Stored data
#####

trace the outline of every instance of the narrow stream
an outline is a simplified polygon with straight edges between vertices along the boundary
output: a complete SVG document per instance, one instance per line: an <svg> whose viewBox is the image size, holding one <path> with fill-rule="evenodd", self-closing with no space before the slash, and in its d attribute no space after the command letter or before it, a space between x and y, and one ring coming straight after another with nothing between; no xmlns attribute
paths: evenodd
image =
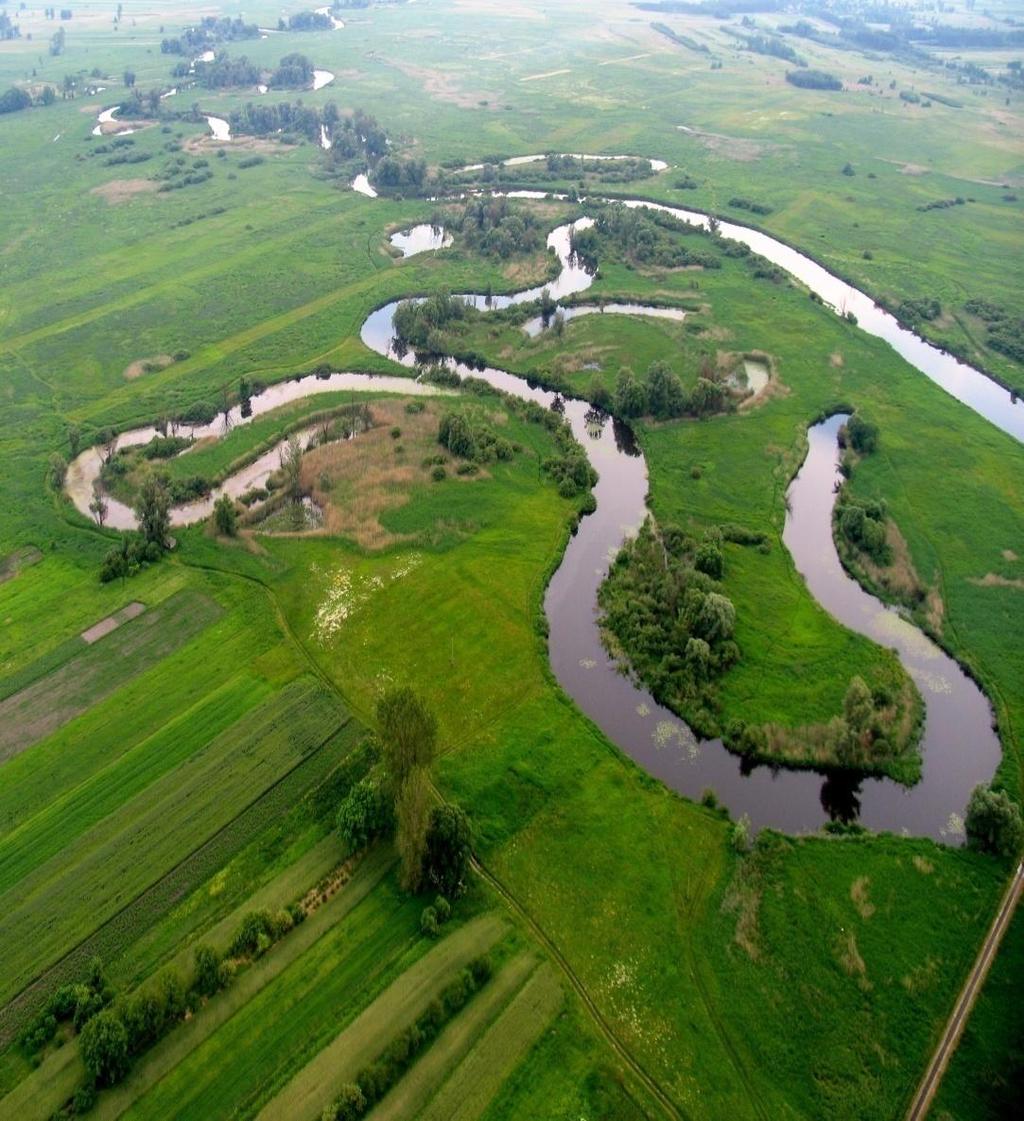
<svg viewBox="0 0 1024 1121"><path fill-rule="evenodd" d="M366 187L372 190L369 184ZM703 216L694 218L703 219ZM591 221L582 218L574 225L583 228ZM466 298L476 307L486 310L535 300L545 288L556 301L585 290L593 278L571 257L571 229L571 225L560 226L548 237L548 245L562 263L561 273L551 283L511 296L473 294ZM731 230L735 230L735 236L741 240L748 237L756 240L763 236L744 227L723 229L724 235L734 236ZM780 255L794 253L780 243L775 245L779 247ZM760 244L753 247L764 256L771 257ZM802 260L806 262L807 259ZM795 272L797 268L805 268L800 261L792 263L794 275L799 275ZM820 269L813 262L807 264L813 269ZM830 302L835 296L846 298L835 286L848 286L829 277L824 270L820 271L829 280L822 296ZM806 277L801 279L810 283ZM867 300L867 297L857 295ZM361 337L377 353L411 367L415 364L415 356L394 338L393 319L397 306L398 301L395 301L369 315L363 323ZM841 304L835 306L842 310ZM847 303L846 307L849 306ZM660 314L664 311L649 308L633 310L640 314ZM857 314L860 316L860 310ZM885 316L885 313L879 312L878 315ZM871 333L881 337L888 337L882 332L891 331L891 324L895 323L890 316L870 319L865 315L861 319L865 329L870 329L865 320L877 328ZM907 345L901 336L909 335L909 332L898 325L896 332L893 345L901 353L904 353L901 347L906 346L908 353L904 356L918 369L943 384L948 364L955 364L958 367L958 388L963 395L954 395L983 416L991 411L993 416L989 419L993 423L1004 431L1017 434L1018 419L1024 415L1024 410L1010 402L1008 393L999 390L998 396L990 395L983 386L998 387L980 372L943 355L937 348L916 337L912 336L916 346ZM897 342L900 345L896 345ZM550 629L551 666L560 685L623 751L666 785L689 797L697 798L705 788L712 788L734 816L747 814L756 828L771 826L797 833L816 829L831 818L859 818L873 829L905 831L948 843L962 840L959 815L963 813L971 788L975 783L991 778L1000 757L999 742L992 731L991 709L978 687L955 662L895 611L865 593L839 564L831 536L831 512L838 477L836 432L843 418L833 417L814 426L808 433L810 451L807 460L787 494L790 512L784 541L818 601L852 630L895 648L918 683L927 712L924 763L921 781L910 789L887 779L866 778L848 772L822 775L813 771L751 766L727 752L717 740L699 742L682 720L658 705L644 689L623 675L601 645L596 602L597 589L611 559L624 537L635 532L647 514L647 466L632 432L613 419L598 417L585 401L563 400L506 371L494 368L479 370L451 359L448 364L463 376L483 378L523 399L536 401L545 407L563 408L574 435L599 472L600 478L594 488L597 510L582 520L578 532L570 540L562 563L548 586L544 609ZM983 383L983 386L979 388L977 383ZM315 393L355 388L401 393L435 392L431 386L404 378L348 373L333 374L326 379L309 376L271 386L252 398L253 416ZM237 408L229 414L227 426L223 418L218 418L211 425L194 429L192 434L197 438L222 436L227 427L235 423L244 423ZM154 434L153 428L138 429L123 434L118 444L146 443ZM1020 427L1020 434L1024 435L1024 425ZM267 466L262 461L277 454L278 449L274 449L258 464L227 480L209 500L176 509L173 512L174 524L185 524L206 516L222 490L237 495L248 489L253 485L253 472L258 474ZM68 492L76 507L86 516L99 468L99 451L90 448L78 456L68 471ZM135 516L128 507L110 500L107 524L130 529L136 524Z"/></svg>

#####

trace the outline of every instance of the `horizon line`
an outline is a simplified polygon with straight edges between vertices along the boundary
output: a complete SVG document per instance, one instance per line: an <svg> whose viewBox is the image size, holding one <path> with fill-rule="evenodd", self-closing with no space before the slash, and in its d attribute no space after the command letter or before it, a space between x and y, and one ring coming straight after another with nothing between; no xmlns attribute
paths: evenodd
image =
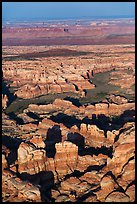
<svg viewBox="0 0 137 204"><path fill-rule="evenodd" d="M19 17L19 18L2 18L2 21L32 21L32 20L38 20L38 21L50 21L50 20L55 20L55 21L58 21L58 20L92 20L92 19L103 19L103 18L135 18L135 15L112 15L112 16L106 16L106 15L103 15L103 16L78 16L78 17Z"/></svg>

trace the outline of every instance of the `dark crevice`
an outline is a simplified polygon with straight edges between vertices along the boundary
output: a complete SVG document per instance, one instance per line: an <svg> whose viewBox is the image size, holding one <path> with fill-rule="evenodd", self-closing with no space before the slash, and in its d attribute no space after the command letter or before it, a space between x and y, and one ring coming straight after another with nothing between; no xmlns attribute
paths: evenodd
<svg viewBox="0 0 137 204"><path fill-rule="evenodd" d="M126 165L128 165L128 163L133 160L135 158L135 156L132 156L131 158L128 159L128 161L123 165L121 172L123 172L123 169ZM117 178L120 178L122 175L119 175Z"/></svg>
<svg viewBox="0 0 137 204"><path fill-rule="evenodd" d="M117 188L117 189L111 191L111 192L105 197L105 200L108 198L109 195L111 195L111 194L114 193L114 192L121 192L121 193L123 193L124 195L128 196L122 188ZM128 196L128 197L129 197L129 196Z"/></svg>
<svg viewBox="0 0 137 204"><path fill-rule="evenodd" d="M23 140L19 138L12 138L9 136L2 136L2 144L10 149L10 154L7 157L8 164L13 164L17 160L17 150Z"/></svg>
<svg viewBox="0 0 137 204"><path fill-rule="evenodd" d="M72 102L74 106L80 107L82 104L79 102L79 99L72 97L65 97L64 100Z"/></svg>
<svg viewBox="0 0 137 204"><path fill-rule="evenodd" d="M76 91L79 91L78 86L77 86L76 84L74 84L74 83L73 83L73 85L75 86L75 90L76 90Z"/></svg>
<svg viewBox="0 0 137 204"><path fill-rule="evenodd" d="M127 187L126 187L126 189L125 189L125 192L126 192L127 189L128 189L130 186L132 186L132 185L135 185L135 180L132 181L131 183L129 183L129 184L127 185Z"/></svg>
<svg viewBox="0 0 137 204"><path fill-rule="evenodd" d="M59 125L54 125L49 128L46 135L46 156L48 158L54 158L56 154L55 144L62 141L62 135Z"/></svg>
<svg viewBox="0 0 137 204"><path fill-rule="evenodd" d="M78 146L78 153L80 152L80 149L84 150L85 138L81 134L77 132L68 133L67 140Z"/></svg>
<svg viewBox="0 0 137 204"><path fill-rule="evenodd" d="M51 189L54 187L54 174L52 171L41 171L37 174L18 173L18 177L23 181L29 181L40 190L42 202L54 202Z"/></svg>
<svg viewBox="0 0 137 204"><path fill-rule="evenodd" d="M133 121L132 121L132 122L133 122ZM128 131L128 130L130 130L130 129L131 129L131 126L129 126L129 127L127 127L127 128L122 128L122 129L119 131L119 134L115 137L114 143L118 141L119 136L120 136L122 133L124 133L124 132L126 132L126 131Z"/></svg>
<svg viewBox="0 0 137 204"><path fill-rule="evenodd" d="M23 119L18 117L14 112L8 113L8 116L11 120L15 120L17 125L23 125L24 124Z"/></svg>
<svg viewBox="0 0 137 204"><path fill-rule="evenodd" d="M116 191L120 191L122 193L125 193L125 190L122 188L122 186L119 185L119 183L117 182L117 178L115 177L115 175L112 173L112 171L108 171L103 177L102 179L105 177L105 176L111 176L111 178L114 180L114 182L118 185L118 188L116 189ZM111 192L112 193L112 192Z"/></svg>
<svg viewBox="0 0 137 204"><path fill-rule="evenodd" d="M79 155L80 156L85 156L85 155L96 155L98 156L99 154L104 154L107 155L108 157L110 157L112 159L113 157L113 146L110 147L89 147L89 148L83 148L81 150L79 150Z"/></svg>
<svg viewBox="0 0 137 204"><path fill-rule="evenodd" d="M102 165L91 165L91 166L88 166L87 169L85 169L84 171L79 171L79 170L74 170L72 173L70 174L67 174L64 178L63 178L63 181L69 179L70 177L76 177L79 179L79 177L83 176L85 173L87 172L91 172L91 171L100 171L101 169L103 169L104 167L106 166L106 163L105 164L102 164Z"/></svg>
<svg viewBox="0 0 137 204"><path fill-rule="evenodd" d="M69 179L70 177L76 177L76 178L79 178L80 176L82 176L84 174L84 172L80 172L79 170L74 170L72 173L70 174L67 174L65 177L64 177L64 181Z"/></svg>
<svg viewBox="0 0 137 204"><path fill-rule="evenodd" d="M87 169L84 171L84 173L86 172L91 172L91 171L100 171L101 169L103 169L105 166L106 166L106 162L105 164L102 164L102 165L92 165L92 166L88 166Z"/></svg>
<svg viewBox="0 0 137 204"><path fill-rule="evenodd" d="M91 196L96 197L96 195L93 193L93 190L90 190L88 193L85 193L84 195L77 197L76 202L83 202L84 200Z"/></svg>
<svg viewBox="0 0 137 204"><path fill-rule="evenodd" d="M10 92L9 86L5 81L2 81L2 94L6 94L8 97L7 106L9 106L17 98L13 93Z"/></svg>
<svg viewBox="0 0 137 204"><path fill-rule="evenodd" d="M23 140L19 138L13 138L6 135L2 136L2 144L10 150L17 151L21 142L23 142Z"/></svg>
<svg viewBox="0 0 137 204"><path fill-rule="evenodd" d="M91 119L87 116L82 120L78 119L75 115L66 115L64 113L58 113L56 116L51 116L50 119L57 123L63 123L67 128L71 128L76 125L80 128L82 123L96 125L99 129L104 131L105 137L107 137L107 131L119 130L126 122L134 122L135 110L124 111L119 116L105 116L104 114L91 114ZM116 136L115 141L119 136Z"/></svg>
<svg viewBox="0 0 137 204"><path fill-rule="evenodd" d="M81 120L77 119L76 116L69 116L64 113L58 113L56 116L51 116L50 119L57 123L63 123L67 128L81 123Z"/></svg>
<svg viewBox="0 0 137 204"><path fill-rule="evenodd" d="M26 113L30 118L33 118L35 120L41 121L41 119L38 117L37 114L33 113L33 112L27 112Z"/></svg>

#####

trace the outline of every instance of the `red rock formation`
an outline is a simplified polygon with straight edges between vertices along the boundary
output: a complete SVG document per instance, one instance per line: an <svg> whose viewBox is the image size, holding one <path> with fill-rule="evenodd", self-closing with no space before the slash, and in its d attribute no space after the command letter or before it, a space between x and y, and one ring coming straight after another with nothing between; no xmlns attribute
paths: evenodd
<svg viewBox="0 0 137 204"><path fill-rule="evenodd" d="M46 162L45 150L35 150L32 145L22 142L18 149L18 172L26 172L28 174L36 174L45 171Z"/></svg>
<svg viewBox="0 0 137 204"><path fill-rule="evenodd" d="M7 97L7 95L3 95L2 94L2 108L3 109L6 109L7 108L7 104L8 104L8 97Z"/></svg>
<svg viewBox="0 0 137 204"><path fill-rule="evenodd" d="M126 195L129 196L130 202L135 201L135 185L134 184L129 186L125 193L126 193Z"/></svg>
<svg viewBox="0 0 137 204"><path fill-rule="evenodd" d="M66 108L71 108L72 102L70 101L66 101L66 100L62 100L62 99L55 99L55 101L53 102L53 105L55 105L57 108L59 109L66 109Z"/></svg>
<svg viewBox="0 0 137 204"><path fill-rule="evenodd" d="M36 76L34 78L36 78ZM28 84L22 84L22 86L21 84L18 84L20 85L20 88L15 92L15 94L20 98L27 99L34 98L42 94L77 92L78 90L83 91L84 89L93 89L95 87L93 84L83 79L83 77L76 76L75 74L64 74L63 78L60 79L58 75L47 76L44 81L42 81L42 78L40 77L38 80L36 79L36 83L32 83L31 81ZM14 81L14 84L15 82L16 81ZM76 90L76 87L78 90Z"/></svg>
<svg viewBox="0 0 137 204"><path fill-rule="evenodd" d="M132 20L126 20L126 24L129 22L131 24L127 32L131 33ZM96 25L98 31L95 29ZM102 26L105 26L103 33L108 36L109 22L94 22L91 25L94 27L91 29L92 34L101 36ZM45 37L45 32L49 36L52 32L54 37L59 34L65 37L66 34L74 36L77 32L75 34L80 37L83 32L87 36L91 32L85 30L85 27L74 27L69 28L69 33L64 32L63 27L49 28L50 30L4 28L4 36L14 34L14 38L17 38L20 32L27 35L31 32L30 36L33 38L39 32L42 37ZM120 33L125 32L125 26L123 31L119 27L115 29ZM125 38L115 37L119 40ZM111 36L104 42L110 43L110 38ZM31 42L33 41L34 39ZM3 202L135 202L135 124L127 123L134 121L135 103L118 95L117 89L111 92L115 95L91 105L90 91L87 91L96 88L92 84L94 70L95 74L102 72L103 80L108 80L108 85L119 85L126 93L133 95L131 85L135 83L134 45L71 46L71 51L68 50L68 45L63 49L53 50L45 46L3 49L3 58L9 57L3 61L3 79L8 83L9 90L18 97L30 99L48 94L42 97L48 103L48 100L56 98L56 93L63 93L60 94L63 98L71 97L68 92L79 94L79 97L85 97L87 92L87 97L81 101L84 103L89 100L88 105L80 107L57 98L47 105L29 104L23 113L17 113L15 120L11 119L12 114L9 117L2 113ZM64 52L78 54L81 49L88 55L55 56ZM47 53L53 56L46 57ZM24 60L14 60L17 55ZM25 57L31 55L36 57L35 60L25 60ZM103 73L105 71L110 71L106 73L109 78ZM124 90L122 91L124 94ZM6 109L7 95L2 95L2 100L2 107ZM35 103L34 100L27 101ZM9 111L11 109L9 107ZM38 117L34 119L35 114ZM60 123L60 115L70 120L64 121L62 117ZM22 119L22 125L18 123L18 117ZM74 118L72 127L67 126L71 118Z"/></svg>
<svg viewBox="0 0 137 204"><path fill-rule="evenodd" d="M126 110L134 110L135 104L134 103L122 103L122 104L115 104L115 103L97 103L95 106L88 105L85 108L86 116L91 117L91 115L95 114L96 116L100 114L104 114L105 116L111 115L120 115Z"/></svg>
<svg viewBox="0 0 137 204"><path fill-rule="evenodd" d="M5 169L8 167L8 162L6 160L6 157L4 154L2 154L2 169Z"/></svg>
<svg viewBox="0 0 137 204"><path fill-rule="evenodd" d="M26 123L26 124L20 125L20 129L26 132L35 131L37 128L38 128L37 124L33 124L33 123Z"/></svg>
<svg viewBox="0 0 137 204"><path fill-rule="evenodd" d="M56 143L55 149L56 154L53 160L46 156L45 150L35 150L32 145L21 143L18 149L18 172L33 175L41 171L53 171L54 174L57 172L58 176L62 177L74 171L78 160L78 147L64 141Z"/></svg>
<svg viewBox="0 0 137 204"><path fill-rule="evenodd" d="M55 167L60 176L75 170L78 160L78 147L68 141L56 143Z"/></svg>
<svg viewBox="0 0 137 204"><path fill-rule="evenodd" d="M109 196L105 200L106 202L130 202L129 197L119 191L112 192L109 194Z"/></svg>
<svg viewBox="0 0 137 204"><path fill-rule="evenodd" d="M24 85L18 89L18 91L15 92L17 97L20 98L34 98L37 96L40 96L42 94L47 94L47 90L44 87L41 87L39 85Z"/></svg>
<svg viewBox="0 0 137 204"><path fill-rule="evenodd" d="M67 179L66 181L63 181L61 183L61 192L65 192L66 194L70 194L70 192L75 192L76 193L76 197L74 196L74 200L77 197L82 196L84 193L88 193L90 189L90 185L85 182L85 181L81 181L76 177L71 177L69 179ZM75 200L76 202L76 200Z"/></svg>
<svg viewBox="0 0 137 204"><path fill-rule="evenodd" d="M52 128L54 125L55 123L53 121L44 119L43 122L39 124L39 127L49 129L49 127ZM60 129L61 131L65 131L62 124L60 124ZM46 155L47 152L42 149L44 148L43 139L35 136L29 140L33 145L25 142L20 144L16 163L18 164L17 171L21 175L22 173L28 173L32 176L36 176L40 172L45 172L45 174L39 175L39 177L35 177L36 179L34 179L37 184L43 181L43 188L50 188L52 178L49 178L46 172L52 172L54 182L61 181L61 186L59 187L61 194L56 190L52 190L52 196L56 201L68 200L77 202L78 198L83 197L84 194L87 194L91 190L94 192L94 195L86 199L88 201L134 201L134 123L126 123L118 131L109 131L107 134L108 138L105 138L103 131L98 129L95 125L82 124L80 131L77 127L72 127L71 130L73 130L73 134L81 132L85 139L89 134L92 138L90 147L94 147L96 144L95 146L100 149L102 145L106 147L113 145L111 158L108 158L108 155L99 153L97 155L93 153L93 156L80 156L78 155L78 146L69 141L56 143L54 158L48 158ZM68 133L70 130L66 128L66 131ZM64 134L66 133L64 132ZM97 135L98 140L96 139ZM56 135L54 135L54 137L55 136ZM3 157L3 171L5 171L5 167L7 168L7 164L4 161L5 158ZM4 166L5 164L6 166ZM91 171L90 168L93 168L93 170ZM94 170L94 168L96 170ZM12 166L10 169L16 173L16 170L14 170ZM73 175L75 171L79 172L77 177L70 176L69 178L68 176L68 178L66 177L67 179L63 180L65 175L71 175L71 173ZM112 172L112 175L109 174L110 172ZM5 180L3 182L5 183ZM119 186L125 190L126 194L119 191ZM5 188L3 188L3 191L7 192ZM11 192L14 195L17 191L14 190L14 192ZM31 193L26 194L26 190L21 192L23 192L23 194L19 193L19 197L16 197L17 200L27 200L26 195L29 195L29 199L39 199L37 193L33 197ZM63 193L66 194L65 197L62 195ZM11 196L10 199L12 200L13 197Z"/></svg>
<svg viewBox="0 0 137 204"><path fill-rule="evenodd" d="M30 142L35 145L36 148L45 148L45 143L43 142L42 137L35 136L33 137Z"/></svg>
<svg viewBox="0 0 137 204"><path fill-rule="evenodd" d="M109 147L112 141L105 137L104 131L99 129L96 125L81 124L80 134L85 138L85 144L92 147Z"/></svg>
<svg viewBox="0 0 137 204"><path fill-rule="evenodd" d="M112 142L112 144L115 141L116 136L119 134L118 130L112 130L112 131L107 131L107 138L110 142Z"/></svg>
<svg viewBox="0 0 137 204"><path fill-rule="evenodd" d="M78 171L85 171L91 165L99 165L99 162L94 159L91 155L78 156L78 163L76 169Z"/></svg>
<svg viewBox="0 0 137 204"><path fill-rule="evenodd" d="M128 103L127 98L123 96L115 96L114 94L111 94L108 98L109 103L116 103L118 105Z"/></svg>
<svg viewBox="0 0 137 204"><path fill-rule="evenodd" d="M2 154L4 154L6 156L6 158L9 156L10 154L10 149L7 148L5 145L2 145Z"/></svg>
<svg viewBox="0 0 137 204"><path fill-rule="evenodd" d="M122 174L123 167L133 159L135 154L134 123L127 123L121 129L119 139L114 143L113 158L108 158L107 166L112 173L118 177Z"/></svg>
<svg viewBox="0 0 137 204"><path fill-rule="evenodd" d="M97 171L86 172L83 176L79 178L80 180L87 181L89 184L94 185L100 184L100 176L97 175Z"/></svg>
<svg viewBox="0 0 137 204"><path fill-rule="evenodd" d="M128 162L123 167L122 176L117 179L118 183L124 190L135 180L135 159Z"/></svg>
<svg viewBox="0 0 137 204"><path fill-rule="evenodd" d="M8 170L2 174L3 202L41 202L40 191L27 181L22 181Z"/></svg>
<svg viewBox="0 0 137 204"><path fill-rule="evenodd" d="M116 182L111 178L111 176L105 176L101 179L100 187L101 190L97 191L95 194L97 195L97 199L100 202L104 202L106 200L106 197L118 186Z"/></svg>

#####

Find every line in the records above that holds the word "trace", and copy each one.

- Response to the task -
trace the outline of every instance of the narrow stream
trace the outline of every instance of the `horizon line`
trace the outline of every instance of the `dark crevice`
trace the outline of every instance of the `red rock formation`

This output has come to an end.